> [Exercise]:
Copy out, word for word, the lines of the data below, starting at the line that contains "Each instance gets a single point. Label the asphalt" and continuing through the final line of the data.

> [Dataset rows]:
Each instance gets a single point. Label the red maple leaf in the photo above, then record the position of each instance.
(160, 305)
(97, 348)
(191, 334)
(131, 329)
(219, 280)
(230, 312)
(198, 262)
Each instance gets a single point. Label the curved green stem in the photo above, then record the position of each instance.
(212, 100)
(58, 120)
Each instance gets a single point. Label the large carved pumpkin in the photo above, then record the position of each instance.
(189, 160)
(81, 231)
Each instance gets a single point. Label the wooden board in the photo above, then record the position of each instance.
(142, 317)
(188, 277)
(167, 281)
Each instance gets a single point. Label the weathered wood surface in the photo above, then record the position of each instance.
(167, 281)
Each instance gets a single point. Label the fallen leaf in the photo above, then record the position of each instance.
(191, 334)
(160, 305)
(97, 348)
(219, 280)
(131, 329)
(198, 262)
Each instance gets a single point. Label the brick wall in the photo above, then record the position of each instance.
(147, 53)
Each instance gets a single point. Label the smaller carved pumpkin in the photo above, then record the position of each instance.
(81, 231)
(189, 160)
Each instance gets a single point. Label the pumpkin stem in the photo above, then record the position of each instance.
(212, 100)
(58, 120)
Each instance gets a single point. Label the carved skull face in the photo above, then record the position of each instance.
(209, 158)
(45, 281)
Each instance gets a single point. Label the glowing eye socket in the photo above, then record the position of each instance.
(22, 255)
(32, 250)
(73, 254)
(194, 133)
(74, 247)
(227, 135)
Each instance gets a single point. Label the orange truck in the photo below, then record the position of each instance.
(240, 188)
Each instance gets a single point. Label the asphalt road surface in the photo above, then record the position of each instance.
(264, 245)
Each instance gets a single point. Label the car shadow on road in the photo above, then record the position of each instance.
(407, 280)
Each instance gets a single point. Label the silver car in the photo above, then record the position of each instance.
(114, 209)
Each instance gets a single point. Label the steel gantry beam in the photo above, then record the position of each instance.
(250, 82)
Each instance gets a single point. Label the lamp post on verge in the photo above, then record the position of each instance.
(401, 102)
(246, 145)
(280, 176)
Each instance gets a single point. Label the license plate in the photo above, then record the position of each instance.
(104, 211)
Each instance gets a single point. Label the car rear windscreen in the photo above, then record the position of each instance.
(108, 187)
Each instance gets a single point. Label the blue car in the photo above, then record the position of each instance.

> [The reply]:
Each instance gets a single point. Label the asphalt road surface in the photo above, then record the position of each instance.
(264, 245)
Each instance gets a single point. Label the car shadow on road in the photo above, then record the position of each instance.
(407, 280)
Each instance gets a single point. Label the silver car in the photo above, then record the position of each instance.
(114, 209)
Each instance gets a single point. Label the steel gantry beam in the photo above, then record the position of each instance.
(250, 82)
Each instance gets a single point. Label the lamp post on verge in the photo above, then record the position of each instance.
(401, 102)
(246, 145)
(280, 176)
Each instance gets a single point. Label the license plate in the photo above, then record the position of each instance.
(104, 211)
Each instance gets a single point. Label the car rear windscreen in the photo above, then record the position of each instance.
(108, 187)
Each instance gets a single point. Label the blue car in the photo above, then record the position of each instance.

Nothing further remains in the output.